#### Dataset rows showing where objects appear
[Start]

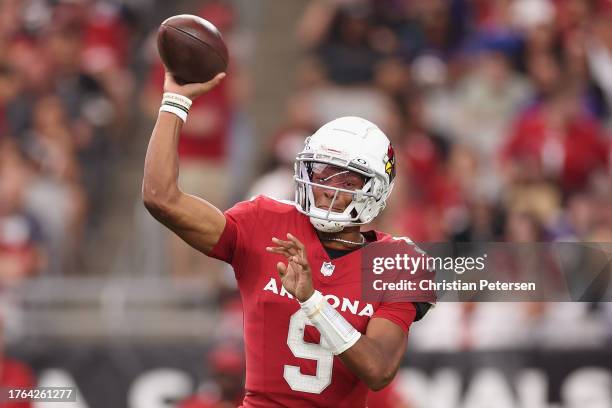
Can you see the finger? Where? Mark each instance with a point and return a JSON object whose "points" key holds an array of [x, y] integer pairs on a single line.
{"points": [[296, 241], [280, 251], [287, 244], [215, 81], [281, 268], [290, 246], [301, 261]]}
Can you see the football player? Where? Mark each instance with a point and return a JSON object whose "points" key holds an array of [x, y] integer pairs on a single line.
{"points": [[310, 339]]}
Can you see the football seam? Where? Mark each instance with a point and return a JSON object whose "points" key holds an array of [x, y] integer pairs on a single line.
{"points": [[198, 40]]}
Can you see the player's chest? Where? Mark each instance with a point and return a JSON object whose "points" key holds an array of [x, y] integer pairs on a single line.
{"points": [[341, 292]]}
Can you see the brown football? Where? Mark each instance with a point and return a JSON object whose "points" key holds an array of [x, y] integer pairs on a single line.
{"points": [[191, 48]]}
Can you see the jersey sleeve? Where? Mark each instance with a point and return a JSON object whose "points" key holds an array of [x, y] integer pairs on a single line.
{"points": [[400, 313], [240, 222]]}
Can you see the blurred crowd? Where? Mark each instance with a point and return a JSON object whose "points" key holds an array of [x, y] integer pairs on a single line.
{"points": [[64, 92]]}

[End]
[Start]

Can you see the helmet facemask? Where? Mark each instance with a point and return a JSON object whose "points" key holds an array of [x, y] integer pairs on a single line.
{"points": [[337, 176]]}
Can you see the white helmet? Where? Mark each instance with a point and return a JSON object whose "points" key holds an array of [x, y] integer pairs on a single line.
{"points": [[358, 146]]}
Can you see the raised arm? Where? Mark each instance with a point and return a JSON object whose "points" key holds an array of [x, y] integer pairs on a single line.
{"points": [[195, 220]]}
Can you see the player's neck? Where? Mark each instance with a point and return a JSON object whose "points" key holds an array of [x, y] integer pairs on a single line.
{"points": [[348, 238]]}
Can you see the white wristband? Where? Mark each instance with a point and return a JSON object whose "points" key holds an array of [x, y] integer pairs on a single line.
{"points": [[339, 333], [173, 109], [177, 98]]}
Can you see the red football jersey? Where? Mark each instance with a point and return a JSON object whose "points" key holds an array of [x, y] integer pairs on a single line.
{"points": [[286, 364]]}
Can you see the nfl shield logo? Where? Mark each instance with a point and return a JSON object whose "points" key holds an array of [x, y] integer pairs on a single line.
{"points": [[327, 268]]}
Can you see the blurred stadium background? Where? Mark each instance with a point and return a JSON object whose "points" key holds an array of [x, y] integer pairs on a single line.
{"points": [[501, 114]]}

[End]

Filter the records above, copying every line that holds the word "football". Treat the match as case-sensitive.

#### SOLUTION BELOW
Can you see the football player? Where? Mark each instance with a point and return a JSON object whose "points" key holds an array of [x, y] integer pairs on a single line.
Can you see the football seam? Where? Mark each instance with a point and return a JSON object whose "points" key holds an array of [x, y] integer pairs on a single line.
Can you see the brown football? Where? Mark each instance with a point and return a JSON object whose "points" key holds an array of [x, y] integer pairs on a single line.
Can you see the red football jersey? Where? Mark each instance with a point and return a JSON object whose "points" key holds an array of [x, y] integer pairs on a single line.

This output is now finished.